> [TASK DETAILS] Reproduce the listing below in full, replacing every occurrence of "marker" with "dot" and leaving all other text as it is.

> [EXERCISE MATERIALS]
▼▼▼

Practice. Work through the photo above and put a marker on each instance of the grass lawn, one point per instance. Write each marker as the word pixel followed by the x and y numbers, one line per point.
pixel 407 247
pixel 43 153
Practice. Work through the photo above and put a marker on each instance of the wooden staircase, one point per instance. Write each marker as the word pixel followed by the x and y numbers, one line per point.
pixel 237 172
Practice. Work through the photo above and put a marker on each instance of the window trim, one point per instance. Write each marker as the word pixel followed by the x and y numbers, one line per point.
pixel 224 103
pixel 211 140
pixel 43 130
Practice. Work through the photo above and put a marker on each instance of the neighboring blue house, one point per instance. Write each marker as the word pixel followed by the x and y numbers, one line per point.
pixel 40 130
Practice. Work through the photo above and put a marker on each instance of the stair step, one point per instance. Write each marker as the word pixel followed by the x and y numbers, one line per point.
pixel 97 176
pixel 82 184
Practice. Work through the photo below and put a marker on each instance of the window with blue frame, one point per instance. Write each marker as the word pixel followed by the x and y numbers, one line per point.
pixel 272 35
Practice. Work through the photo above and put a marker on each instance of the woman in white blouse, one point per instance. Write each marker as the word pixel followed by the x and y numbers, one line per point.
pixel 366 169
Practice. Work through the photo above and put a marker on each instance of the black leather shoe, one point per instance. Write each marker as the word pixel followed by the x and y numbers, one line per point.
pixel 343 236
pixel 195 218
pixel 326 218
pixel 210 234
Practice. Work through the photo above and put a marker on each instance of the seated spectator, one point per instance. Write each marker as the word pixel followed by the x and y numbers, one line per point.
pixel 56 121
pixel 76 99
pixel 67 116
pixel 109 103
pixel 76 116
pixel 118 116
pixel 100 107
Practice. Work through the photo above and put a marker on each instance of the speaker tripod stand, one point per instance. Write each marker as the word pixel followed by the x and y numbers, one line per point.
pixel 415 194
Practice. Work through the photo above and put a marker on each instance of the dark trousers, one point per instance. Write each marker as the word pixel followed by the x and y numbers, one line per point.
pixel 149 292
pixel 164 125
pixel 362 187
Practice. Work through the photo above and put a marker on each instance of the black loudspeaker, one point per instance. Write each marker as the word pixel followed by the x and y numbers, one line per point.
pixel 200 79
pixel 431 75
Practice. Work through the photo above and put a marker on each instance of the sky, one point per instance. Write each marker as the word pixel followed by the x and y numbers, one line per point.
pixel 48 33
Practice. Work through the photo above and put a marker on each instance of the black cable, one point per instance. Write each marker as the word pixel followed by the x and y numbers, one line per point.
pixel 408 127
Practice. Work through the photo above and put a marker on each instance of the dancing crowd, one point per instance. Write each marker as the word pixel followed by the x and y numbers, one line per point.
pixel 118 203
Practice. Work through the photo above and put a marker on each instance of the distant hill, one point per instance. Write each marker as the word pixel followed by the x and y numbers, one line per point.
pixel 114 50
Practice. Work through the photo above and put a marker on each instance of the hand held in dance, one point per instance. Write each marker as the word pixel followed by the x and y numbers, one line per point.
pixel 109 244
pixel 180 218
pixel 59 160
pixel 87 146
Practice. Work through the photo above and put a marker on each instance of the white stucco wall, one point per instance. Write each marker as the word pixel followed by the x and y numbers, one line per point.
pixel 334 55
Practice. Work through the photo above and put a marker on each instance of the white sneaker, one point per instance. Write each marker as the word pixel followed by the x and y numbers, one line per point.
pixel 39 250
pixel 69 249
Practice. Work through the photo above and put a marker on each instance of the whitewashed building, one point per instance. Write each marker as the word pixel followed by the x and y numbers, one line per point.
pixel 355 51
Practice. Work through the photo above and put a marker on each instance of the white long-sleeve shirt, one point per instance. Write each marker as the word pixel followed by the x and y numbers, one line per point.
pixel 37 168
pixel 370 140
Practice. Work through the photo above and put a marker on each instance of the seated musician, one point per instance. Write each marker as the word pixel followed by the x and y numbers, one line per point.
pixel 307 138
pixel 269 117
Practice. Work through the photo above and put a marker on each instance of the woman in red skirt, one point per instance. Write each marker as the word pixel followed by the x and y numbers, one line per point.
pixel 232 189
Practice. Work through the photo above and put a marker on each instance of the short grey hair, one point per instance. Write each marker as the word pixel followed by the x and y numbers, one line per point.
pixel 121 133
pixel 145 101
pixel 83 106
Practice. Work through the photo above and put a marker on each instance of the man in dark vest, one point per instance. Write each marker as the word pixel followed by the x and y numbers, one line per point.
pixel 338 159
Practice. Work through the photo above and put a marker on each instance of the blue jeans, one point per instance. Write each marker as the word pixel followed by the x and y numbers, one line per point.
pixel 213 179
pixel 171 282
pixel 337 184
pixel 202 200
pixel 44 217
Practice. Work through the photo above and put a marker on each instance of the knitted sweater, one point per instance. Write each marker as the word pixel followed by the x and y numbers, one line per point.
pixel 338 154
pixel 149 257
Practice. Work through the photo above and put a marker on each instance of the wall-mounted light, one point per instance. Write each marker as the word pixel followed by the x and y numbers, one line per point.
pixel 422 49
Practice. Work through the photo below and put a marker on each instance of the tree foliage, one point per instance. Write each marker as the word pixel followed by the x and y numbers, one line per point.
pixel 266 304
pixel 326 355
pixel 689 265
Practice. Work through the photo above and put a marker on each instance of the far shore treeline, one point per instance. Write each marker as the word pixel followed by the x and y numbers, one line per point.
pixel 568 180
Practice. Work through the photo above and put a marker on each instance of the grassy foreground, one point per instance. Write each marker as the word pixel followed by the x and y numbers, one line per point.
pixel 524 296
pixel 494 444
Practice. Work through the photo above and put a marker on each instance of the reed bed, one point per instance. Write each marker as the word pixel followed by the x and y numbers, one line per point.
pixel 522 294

▲▲▲

> [RESPONSE TO THIS EXERCISE]
Practice. Work through the photo above and put a dot on each instance of the grass lawn, one point per instance. Write each dot as the word pixel followed by the x and y numbers, one line per point.
pixel 407 247
pixel 43 153
Practice. Work through the photo above and put a dot on each instance of the wooden staircase, one point per instance. Write each dot as the word pixel followed by the x and y numbers, one line per point.
pixel 237 172
Practice. Work through the photo above and put a dot on each instance of the window trim, one point per instance. Write each dot as the word pixel followed by the x and y numbers, one line per point.
pixel 224 103
pixel 211 140
pixel 43 130
Practice. Work through the photo above and put a dot on each instance of the neighboring blue house, one point per instance. Write each dot as the word pixel followed by the x and y numbers, one line per point.
pixel 40 130
Practice. Work through the photo above and put a dot on each instance of the stair step, one point per instance. Write each dot as the word pixel followed by the x and y numbers, one line per point.
pixel 97 176
pixel 82 184
Practice. Work through the photo below and put a dot on each instance of the window with blue frame, one point per instance. Write each dot as the word pixel followed by the x and y numbers, one line per point.
pixel 272 35
Practice. Work through the photo above and put a dot on each instance of the woman in white blouse, one point per instance. Write each dot as the word pixel followed by the x and y numbers, one line per point.
pixel 366 169
Practice. Work through the photo above and put a dot on each instance of the black leather shoe, one point per instance. Write each dot as the word pixel followed by the x and y numbers, one line per point.
pixel 343 236
pixel 195 218
pixel 326 218
pixel 210 234
Practice. Work through the photo above and put a dot on each instance of the seated spectator, one point per instance. Write each dot as the word pixel followed by the x and y numbers, one line per point.
pixel 56 121
pixel 76 99
pixel 67 116
pixel 109 103
pixel 76 116
pixel 118 116
pixel 100 107
Practice. Work through the photo above and put a dot on each instance of the speaker tripod stand, one point per instance. Write each dot as the word pixel followed by the x and y numbers, one line per point.
pixel 415 194
Practice. Work through the photo above and put a dot on each instance of the dark trousers, one point per instance. Write each dot as the word pixel followed by the x and y numbers, one line per point.
pixel 149 292
pixel 164 125
pixel 362 187
Practice. Work through the photo above and put a dot on each instance of the black loudspeaker, one point per instance. Write each dot as the word pixel followed by the x and y numbers, one line per point.
pixel 200 79
pixel 431 75
Practice. Work through the photo above and put a dot on each instance of the sky, one point per instance. Write each dot as the word pixel followed by the x and y numbers, one line per point.
pixel 48 33
Practice. Work through the photo above and put a dot on each instance of the black cable, one point per instance. Write each dot as the word pixel followed by the x and y numbers, one line per point.
pixel 408 127
Practice. Work through the photo above and put a dot on each instance of the dancing crowd, one point per instance. Write each dot as the word pixel followed by the x and y numbers, one line per point.
pixel 118 203
Practice. Work through the photo above and put a dot on each instance of the distant hill, one point per instance. Write each dot as the word pixel followed by the x and y numbers, one line per point.
pixel 114 50
Practice. Work through the photo above and put a dot on each instance of the hand held in dance, one point per instance. Write each dot as the word pixel followed by the x and y numbers, one line per point.
pixel 109 244
pixel 180 218
pixel 59 160
pixel 87 146
Practice. Work through the photo above and put a dot on each instance of the white stucco wall, one point per instance. Write each dot as the word pixel followed by the x and y numbers, one line per point.
pixel 334 55
Practice. Work through the photo above and put a dot on each instance of the white sneaker, one point per instance. Write each dot as the word pixel followed by the x and y numbers, one line per point.
pixel 39 250
pixel 69 249
Practice. Work through the photo above and put a dot on each instance of the whitewashed building, one point per instance. Write each dot as the word pixel followed by the x and y numbers, one line per point.
pixel 355 51
Practice. Work through the photo above and put a dot on each instance of the white long-sleeve shirt, one point per instance. Write each dot as the word pixel followed by the x and y numbers, one line per point.
pixel 37 168
pixel 370 140
Practice. Work through the photo above and put a dot on each instance of the seated musician, one point per instance. Write each dot as the word pixel followed by the x and y numbers, one line per point.
pixel 307 138
pixel 269 117
Practice. Work through the photo above and put a dot on each instance of the woman in red skirt, one point per instance. Write each dot as the word pixel followed by the x and y numbers, one line per point.
pixel 232 189
Practice. Work through the photo above and put a dot on each instance of the short grey hair, one point per instance. Write each dot as the word pixel followed by the x and y numbers, one line per point.
pixel 121 133
pixel 145 101
pixel 83 106
Practice. Work through the photo above and put a dot on each instance of the man in dark vest, one point per instance. Write each dot as the word pixel followed by the x and y numbers, one line per point.
pixel 338 159
Practice. Work through the photo above and put a dot on each instance of the blue jeans, one point per instance. Write each dot as the word pixel followed by the x and y numbers, one line per point.
pixel 213 179
pixel 171 282
pixel 337 184
pixel 202 200
pixel 44 217
Practice. Work through the photo above and put a dot on each instance of the knitted sweater, one point per instance. Write each dot as the word pixel followed by the x and y numbers, one line per point.
pixel 338 154
pixel 149 257
Practice. Work through the photo above and put a dot on each instance of the wall-mounted light, one point per instance. Write each dot as the word pixel followed by the x and y numbers, one line per point.
pixel 422 49
Practice. Work through the photo below and put a dot on each instance of the tree foliage, one point per instance. Write each dot as the word pixel followed by the x and y numbers, one line per point.
pixel 266 304
pixel 326 355
pixel 689 265
Practice. Work through the photo above and put a dot on each instance of the far shore treeline, one point per instance. Write each dot as the word pixel followed by the x and y numbers, one line per point.
pixel 568 180
Practice. Work through the photo above and put a dot on each instance of the grassy foreground, one point per instance. Write each dot as the word pixel followed by the x and y numbers, one line per point.
pixel 524 296
pixel 494 444
Practice. Work through the photo above and put a dot on each instance of the reed bed, one point per instance. Write each dot as the word pixel followed by the x and y numbers, one line per point.
pixel 522 294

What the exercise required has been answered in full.